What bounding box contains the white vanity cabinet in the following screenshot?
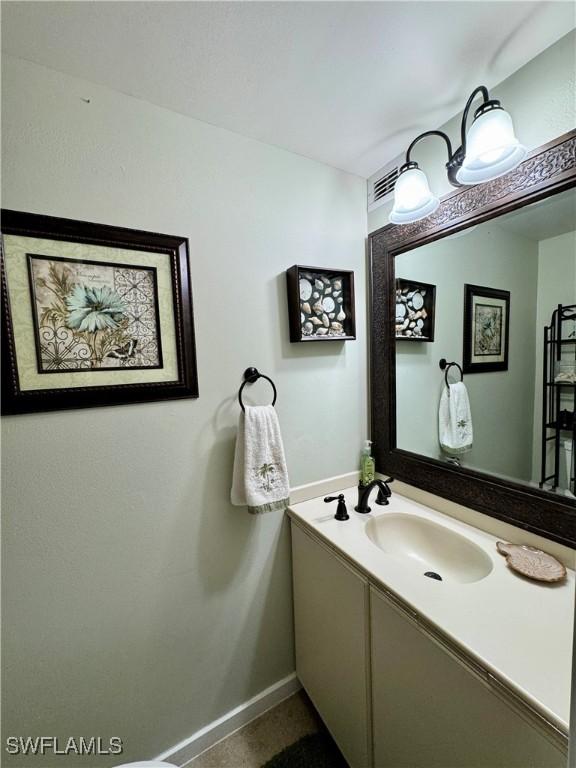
[370,586,566,768]
[291,522,372,768]
[290,519,568,768]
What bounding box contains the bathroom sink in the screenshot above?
[365,513,493,583]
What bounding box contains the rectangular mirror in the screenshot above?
[396,186,575,495]
[370,130,576,547]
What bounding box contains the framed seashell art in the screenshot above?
[286,265,356,343]
[395,278,436,342]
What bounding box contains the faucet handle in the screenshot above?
[376,478,394,506]
[375,487,389,506]
[324,494,349,521]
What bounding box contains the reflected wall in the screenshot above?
[395,188,576,494]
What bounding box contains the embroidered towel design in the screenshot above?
[231,405,290,514]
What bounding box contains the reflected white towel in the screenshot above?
[231,405,290,514]
[439,381,473,455]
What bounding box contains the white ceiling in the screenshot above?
[2,1,574,177]
[497,187,576,241]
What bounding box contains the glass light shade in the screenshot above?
[389,167,439,224]
[456,108,527,185]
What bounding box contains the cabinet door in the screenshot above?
[291,522,371,768]
[370,586,566,768]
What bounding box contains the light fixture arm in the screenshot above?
[459,85,490,156]
[402,128,462,187]
[400,86,493,188]
[404,130,454,168]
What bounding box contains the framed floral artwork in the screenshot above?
[463,284,510,373]
[1,210,198,413]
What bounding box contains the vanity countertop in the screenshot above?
[287,487,574,734]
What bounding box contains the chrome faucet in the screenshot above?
[355,478,394,514]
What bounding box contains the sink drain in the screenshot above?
[424,571,442,581]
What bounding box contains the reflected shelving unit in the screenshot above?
[540,303,576,495]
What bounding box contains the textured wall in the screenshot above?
[1,56,367,766]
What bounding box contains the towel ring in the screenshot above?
[439,358,464,389]
[238,367,277,412]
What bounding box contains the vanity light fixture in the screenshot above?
[389,86,526,225]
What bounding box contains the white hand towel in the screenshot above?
[231,405,290,514]
[439,381,473,455]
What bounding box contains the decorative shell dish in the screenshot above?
[496,541,567,583]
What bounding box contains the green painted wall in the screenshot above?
[395,223,538,482]
[531,229,576,488]
[1,56,367,766]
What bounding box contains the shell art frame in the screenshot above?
[286,265,356,343]
[395,278,436,342]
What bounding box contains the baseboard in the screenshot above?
[155,673,301,767]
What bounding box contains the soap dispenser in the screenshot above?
[360,440,375,486]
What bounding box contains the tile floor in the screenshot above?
[188,690,328,768]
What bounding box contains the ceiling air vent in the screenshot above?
[367,154,403,212]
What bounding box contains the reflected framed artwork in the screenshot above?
[463,284,510,373]
[1,210,198,413]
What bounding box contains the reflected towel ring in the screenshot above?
[439,358,464,389]
[238,367,277,412]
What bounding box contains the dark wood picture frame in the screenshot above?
[286,264,356,342]
[463,284,510,373]
[369,129,576,547]
[1,210,199,414]
[395,278,436,342]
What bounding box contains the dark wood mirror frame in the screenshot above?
[369,129,576,548]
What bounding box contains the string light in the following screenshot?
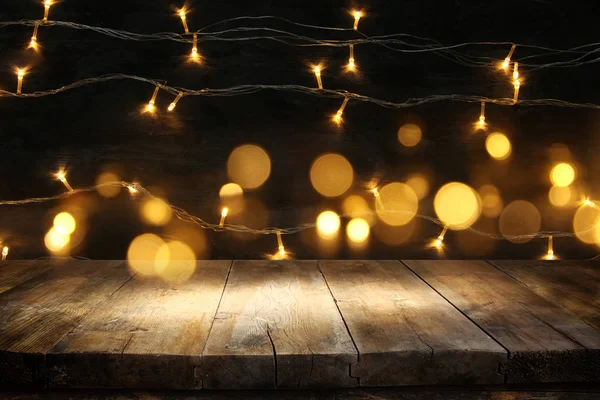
[371,188,385,210]
[513,62,519,81]
[29,21,40,50]
[352,10,363,30]
[542,235,556,260]
[168,92,183,111]
[1,246,8,261]
[513,78,521,103]
[190,33,200,62]
[56,170,74,192]
[276,230,286,256]
[313,65,323,89]
[145,85,160,113]
[16,68,25,95]
[43,0,53,22]
[477,101,486,129]
[501,44,517,71]
[347,44,356,71]
[332,97,349,124]
[433,225,449,248]
[219,207,228,227]
[177,7,189,33]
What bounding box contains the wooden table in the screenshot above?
[0,260,598,390]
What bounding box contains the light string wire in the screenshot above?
[2,18,600,69]
[0,181,584,242]
[4,73,600,111]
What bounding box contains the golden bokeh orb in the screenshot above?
[310,153,354,198]
[434,182,481,229]
[227,144,271,189]
[96,172,121,198]
[316,211,341,239]
[550,162,575,187]
[397,124,422,147]
[478,185,503,218]
[375,182,419,226]
[141,198,172,226]
[342,195,375,225]
[499,200,541,243]
[127,233,165,276]
[574,201,600,244]
[53,212,76,235]
[347,218,370,243]
[485,132,511,160]
[548,186,572,207]
[155,240,196,283]
[219,183,244,198]
[45,227,71,253]
[405,173,430,200]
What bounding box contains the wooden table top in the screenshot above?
[0,260,598,390]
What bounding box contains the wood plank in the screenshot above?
[0,260,56,295]
[404,260,600,383]
[199,260,358,389]
[47,260,232,389]
[318,260,506,386]
[491,260,600,330]
[0,260,131,388]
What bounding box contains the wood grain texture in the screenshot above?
[0,260,132,388]
[318,260,506,386]
[47,260,232,389]
[404,260,600,383]
[199,260,358,389]
[0,260,56,295]
[490,260,600,330]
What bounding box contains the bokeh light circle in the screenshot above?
[96,172,121,198]
[316,211,341,239]
[574,201,600,244]
[155,240,196,283]
[375,182,419,226]
[141,198,172,226]
[499,200,541,243]
[549,186,572,207]
[53,212,76,235]
[550,163,575,187]
[219,183,244,198]
[347,218,370,243]
[342,195,375,226]
[405,173,430,200]
[45,227,71,253]
[310,153,354,197]
[434,182,481,230]
[397,124,422,147]
[127,233,164,276]
[478,185,503,218]
[227,144,271,189]
[486,132,511,160]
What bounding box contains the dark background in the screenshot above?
[1,0,599,259]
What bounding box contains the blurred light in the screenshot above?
[550,162,575,187]
[155,240,196,283]
[574,201,600,244]
[227,144,271,189]
[476,101,486,130]
[219,183,244,198]
[374,218,417,246]
[96,172,121,198]
[434,182,481,230]
[499,200,541,243]
[1,246,8,260]
[486,132,511,160]
[342,195,375,225]
[219,207,228,227]
[405,173,430,200]
[316,211,341,239]
[45,227,70,253]
[53,212,76,235]
[347,218,369,243]
[55,169,74,192]
[310,153,354,197]
[127,233,164,276]
[43,0,52,21]
[375,182,419,226]
[141,198,172,226]
[549,186,572,207]
[479,184,503,218]
[397,124,422,147]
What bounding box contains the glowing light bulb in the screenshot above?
[347,44,356,71]
[178,7,189,33]
[190,33,200,61]
[168,92,183,111]
[543,235,556,260]
[276,230,285,256]
[43,0,52,22]
[477,101,486,129]
[55,170,74,192]
[29,22,40,50]
[433,226,449,248]
[219,207,228,227]
[313,66,323,89]
[513,78,521,103]
[352,10,363,30]
[500,44,516,71]
[127,183,139,195]
[584,198,596,207]
[1,246,8,260]
[146,85,160,113]
[513,62,519,81]
[332,97,349,125]
[372,187,385,210]
[16,68,25,95]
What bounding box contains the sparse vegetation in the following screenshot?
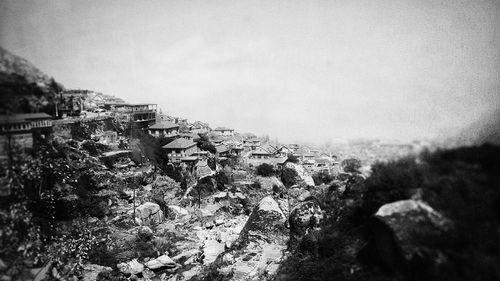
[256,163,276,177]
[281,167,298,187]
[312,170,334,185]
[277,144,500,281]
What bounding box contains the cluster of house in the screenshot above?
[148,116,340,173]
[0,113,53,157]
[0,96,339,175]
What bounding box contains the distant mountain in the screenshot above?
[0,47,64,114]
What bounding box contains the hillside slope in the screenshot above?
[453,110,500,146]
[0,47,63,114]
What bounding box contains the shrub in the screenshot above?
[287,155,300,163]
[197,135,217,154]
[250,180,261,189]
[215,171,230,190]
[341,158,362,173]
[278,145,500,281]
[148,175,180,213]
[256,163,275,177]
[281,167,298,187]
[81,140,99,156]
[312,170,334,185]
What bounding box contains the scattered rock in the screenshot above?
[289,201,323,239]
[285,163,315,186]
[82,264,112,281]
[142,268,156,279]
[156,222,176,233]
[297,190,311,202]
[214,218,224,226]
[144,254,177,270]
[257,176,285,191]
[143,184,152,192]
[172,249,201,264]
[239,196,288,245]
[137,226,153,241]
[213,191,227,201]
[168,205,189,217]
[203,239,225,264]
[229,192,246,200]
[0,259,6,271]
[117,259,144,276]
[136,202,164,226]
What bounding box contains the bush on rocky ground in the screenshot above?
[215,171,231,190]
[341,158,362,173]
[147,175,181,213]
[256,163,276,177]
[281,167,298,187]
[312,170,334,185]
[276,144,500,281]
[0,139,115,279]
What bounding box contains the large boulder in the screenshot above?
[203,196,289,280]
[168,205,190,218]
[289,201,324,239]
[203,239,225,264]
[285,162,315,187]
[117,259,144,276]
[135,202,164,226]
[257,176,285,191]
[238,196,288,245]
[359,199,454,276]
[144,254,177,270]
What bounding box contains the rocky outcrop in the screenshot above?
[117,259,144,276]
[285,162,315,187]
[359,199,454,275]
[168,205,190,218]
[200,196,289,281]
[289,201,324,239]
[238,196,288,245]
[135,202,164,226]
[256,176,285,191]
[144,255,177,270]
[82,264,112,281]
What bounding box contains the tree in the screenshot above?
[128,122,169,172]
[215,171,230,190]
[287,155,300,164]
[0,139,109,279]
[312,170,334,185]
[256,163,276,177]
[197,134,217,154]
[341,158,362,173]
[281,167,298,187]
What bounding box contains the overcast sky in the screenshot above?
[1,0,499,143]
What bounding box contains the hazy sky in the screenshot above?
[1,0,499,143]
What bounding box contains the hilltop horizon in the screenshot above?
[1,45,498,147]
[2,0,498,144]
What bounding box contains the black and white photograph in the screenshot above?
[0,0,499,280]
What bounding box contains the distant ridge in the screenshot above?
[0,47,63,114]
[0,47,54,85]
[452,110,500,146]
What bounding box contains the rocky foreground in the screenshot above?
[2,138,500,281]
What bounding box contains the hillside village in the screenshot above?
[0,88,427,174]
[1,47,499,281]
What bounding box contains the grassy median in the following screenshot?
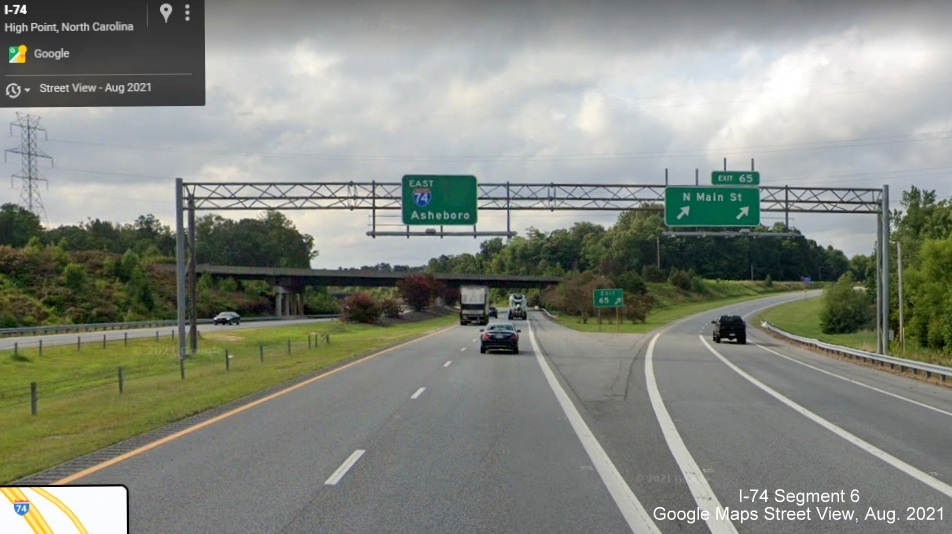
[0,314,456,483]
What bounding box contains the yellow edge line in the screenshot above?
[55,322,457,484]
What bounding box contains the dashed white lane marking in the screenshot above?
[324,449,366,485]
[410,387,426,400]
[443,361,452,368]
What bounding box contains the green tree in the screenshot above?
[904,236,952,351]
[195,211,317,268]
[63,263,88,293]
[0,203,43,247]
[819,272,873,334]
[849,254,870,282]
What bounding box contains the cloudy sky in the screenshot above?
[4,0,952,269]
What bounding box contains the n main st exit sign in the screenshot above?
[712,171,760,185]
[664,186,760,227]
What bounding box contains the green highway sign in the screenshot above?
[402,175,478,225]
[594,288,624,308]
[664,186,760,227]
[712,170,760,186]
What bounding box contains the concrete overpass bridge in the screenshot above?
[156,264,562,316]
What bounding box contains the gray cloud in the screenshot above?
[4,0,952,267]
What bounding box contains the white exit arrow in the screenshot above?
[677,206,690,220]
[736,206,749,220]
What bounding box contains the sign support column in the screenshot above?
[880,184,889,355]
[175,178,186,362]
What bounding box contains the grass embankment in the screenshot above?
[755,295,952,368]
[551,280,807,334]
[0,315,456,483]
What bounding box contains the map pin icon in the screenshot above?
[160,4,173,23]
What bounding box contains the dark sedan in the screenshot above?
[213,311,241,325]
[479,323,520,354]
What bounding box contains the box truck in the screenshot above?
[460,285,490,325]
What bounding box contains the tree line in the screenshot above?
[423,206,852,283]
[816,185,952,356]
[0,204,317,268]
[0,200,864,327]
[881,186,952,353]
[0,204,320,326]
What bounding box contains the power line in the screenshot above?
[43,128,952,163]
[4,113,53,223]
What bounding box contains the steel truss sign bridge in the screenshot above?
[174,179,892,361]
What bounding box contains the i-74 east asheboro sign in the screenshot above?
[402,175,478,225]
[664,186,760,227]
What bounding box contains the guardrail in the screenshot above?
[761,321,952,383]
[0,315,340,338]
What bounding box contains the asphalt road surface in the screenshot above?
[34,293,952,533]
[0,318,331,351]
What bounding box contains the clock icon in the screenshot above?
[5,83,22,99]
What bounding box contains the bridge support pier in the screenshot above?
[275,286,305,317]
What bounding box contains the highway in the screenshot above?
[28,293,952,533]
[0,317,331,351]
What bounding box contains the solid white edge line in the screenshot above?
[699,335,952,500]
[527,320,661,534]
[751,341,952,419]
[324,449,366,485]
[410,387,426,400]
[443,361,452,368]
[645,333,739,534]
[744,285,952,417]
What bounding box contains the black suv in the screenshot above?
[712,315,746,344]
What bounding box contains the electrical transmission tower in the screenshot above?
[5,113,53,223]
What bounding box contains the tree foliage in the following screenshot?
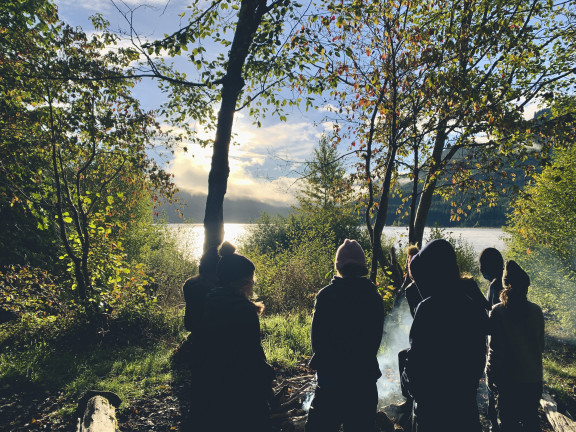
[114,0,312,252]
[0,0,176,315]
[505,139,576,334]
[292,0,576,281]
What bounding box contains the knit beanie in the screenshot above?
[503,260,530,289]
[216,242,255,285]
[335,239,367,273]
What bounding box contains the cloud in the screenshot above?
[167,114,324,206]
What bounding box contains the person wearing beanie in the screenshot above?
[306,239,385,432]
[486,260,544,432]
[401,239,488,432]
[191,242,274,432]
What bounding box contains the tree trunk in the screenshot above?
[203,0,269,252]
[412,121,448,247]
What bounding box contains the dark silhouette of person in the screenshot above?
[402,239,489,432]
[480,247,505,308]
[397,245,421,428]
[182,246,220,342]
[479,247,505,432]
[192,242,274,432]
[305,239,385,432]
[486,260,544,432]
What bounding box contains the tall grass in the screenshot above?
[261,313,312,371]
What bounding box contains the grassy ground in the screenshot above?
[0,309,574,431]
[543,334,576,419]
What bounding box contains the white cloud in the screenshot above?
[167,114,324,206]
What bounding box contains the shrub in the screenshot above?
[261,313,312,371]
[505,145,576,335]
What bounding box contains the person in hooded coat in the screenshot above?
[402,239,489,432]
[486,260,544,432]
[192,242,274,432]
[305,239,385,432]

════════

→ **EXERCISE DESCRIPTION**:
Set down, please, the lines from the line holding "What bounding box contains the dark silhouette" through the final line of the data, exactly and with nothing added.

→ **SOLUTION FOR THIS TASK**:
What bounding box contains the dark silhouette of person in the screenshot above?
[402,239,489,432]
[480,247,505,308]
[397,245,421,428]
[182,246,220,342]
[479,247,505,432]
[192,242,274,432]
[305,239,385,432]
[486,260,544,432]
What bounding box contains the tall grass in the screenshot above?
[261,313,312,371]
What bounding box contains the grassy ground in the screenshot above?
[0,309,574,431]
[543,334,576,419]
What bounding box contains the white cloud in the screenshot above?
[167,114,324,206]
What bounding box contains the shrub in the screenshot above?
[261,313,312,371]
[505,145,576,335]
What bounding box contains the person in hooded coat in the screenshot above?
[402,239,489,432]
[486,260,544,432]
[192,242,274,432]
[305,239,385,432]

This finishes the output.